Return the exact lines spanning from the line with "Target: necktie" through the last line of the entries, boundaries included, and no others.

#### [DATA TO PROCESS]
⁂

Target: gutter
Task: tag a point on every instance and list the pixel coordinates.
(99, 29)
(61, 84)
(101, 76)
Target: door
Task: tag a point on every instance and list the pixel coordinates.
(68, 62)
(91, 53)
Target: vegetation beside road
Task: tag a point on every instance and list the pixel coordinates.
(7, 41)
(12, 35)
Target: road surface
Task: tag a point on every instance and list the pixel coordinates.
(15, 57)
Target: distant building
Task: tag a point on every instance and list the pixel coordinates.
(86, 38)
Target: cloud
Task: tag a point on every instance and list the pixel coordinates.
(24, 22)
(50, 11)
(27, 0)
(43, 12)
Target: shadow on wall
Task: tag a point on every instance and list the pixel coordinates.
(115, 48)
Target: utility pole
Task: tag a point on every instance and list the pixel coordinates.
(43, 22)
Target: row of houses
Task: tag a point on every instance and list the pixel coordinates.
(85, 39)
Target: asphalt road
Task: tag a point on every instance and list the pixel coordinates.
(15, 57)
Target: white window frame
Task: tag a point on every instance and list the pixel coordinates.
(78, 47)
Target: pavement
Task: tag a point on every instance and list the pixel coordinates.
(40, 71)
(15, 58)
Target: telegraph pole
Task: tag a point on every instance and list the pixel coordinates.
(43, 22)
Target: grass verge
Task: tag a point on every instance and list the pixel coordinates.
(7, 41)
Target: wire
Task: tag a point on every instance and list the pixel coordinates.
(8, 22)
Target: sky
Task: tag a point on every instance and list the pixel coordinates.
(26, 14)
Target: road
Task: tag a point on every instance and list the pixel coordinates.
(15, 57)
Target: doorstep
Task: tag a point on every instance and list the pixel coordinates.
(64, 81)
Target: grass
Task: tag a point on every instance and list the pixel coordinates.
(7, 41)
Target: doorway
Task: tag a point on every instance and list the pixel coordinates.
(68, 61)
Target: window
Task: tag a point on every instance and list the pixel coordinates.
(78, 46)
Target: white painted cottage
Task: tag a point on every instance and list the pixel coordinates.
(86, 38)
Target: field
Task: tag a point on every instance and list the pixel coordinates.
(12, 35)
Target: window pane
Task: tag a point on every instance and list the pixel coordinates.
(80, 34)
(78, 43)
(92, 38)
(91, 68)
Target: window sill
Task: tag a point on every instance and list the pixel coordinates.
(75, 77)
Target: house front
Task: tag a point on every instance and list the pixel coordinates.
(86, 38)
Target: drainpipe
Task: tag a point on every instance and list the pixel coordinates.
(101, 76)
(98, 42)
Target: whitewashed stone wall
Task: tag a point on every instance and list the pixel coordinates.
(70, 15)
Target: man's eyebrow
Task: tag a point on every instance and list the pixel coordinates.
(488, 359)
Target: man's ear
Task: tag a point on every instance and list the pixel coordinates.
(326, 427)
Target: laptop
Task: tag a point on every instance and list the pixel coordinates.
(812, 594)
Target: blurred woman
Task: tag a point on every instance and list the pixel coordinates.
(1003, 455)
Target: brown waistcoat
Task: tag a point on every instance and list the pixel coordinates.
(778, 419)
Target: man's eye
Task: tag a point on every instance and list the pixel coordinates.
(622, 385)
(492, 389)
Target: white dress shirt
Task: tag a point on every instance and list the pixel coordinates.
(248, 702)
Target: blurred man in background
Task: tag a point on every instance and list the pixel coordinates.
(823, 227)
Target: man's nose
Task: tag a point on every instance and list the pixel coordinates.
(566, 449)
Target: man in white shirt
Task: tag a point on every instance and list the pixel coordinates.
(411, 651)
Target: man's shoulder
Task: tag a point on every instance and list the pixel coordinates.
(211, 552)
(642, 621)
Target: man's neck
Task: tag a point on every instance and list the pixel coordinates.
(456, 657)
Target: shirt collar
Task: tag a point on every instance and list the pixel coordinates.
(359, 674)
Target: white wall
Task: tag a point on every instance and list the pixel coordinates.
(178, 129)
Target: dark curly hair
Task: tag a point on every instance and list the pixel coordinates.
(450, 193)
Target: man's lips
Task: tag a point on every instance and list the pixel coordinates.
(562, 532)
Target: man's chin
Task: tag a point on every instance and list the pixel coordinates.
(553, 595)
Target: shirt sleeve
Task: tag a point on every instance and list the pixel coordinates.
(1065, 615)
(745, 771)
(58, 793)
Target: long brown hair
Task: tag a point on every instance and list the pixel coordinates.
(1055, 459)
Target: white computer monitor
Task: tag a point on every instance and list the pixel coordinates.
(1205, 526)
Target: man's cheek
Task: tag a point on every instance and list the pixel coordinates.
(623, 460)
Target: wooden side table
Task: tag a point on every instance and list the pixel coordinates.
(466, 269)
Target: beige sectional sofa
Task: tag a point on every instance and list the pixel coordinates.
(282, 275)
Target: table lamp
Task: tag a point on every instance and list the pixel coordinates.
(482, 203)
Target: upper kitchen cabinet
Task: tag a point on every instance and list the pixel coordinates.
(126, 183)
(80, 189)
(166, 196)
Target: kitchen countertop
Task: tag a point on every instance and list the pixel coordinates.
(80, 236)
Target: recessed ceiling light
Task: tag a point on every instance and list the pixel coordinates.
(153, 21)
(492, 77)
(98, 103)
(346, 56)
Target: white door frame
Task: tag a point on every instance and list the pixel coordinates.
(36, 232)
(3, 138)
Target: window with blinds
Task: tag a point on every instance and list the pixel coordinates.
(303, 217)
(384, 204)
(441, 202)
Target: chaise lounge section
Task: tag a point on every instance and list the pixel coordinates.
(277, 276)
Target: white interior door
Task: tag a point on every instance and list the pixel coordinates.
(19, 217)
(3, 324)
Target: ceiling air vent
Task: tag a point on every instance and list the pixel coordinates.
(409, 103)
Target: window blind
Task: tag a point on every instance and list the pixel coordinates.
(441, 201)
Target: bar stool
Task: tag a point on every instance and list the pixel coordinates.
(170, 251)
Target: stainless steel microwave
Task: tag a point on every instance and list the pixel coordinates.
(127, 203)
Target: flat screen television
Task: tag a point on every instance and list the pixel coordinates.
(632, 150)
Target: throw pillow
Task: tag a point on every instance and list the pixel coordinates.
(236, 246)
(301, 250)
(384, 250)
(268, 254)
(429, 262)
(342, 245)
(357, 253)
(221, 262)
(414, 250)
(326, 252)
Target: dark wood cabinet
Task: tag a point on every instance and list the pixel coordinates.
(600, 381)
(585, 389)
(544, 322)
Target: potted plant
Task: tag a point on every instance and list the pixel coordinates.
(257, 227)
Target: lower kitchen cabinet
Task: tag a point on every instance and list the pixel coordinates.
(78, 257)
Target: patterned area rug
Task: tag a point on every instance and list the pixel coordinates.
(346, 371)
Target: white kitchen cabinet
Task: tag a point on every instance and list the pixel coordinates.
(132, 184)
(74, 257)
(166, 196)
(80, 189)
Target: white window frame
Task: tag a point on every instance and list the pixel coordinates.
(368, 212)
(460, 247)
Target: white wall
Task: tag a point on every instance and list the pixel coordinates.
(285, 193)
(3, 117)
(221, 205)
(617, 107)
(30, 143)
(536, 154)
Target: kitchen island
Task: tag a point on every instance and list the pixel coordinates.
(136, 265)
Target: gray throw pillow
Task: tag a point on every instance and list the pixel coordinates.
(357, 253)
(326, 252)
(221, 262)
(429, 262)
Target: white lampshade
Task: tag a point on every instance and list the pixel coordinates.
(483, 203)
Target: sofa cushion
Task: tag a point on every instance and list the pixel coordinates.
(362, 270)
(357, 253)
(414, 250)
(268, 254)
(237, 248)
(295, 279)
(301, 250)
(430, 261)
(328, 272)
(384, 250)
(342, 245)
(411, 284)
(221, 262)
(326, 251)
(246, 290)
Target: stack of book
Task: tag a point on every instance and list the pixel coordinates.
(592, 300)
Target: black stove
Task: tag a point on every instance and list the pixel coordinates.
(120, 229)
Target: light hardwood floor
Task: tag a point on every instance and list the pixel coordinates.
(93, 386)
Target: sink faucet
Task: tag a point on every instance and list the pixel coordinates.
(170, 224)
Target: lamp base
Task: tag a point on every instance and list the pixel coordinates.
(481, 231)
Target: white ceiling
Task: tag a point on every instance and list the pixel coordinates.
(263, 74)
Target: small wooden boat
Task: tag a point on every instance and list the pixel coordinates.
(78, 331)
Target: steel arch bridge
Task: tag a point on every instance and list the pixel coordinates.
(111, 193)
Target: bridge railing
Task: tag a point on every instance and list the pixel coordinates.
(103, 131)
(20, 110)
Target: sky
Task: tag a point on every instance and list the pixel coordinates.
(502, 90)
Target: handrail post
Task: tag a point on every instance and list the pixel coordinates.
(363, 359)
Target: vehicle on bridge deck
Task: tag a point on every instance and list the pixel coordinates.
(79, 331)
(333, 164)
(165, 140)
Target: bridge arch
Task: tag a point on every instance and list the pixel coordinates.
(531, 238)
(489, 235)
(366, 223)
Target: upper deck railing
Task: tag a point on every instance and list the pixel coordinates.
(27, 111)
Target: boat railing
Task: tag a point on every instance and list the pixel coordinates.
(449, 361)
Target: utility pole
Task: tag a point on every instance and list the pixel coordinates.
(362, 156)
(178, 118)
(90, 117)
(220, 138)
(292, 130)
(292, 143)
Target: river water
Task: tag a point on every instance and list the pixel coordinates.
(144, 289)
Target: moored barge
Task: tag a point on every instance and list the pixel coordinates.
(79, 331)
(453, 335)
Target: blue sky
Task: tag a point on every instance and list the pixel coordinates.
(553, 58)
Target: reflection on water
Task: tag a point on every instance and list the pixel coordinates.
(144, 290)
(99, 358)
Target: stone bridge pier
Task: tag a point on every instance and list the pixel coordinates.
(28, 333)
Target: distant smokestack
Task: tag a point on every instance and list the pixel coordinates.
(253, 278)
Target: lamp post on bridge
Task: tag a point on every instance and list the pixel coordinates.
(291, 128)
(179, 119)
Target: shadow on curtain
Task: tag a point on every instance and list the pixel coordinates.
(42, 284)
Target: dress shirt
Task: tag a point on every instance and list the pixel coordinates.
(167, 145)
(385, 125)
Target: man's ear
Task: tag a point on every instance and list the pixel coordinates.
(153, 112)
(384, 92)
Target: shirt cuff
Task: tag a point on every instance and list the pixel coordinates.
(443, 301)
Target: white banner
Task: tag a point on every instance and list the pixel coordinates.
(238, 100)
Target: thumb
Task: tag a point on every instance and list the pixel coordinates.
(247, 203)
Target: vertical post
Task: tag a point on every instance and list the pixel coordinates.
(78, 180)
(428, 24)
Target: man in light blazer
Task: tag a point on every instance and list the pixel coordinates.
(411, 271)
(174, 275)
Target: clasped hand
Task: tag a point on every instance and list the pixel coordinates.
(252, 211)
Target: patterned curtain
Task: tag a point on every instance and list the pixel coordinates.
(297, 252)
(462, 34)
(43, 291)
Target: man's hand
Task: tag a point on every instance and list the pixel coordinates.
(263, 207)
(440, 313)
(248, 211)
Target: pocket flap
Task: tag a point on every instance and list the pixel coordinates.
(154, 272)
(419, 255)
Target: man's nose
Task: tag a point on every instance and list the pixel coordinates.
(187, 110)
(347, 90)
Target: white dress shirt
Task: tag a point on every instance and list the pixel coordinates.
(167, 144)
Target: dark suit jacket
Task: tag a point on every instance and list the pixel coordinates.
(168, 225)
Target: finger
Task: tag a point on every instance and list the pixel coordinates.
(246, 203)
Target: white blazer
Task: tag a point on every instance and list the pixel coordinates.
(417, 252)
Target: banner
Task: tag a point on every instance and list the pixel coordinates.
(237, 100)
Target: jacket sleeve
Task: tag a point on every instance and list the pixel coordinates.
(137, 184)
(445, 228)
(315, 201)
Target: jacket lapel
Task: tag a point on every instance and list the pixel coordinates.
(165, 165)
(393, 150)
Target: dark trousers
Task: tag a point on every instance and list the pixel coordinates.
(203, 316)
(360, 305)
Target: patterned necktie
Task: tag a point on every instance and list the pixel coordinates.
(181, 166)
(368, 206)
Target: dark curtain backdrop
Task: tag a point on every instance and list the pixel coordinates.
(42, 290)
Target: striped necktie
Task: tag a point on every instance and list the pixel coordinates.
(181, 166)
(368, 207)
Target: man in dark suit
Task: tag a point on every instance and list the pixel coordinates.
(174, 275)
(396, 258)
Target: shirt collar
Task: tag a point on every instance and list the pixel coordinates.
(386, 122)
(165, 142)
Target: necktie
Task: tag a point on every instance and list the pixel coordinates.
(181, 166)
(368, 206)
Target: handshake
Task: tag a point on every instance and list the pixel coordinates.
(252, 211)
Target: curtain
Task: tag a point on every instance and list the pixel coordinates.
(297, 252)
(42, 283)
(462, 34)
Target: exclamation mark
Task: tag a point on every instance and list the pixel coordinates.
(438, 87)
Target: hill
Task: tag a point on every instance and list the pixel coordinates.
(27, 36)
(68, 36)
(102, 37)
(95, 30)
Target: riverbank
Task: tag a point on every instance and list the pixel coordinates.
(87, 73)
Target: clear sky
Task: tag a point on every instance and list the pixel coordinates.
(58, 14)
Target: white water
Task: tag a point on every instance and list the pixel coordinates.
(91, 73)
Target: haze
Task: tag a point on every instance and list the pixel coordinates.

⁂

#### [RESPONSE BELOW]
Target: necktie
Task: tag a point on every instance and list the pixel coordinates.
(181, 166)
(368, 206)
Target: handshake
Task: tag a point on every instance and list the pixel coordinates.
(252, 211)
Target: curtain
Task: tag a point on every instance and list the pixel coordinates.
(297, 252)
(42, 283)
(462, 34)
Target: exclamation mark
Task: tag a point on every instance and list the pixel coordinates.
(438, 87)
Target: hill
Task: tag a point on every instance and list the pixel coordinates.
(27, 36)
(68, 36)
(102, 37)
(95, 30)
Target: riverbank
Task: tag a point on every instance and list the pixel coordinates.
(87, 73)
Target: clear sky
Task: tag a point on every instance and list the pixel coordinates.
(58, 14)
Target: white water
Task: tag a point on every instance and list the pixel coordinates.
(91, 73)
Target: haze
Task: tag a point on every instance and list the pixel coordinates.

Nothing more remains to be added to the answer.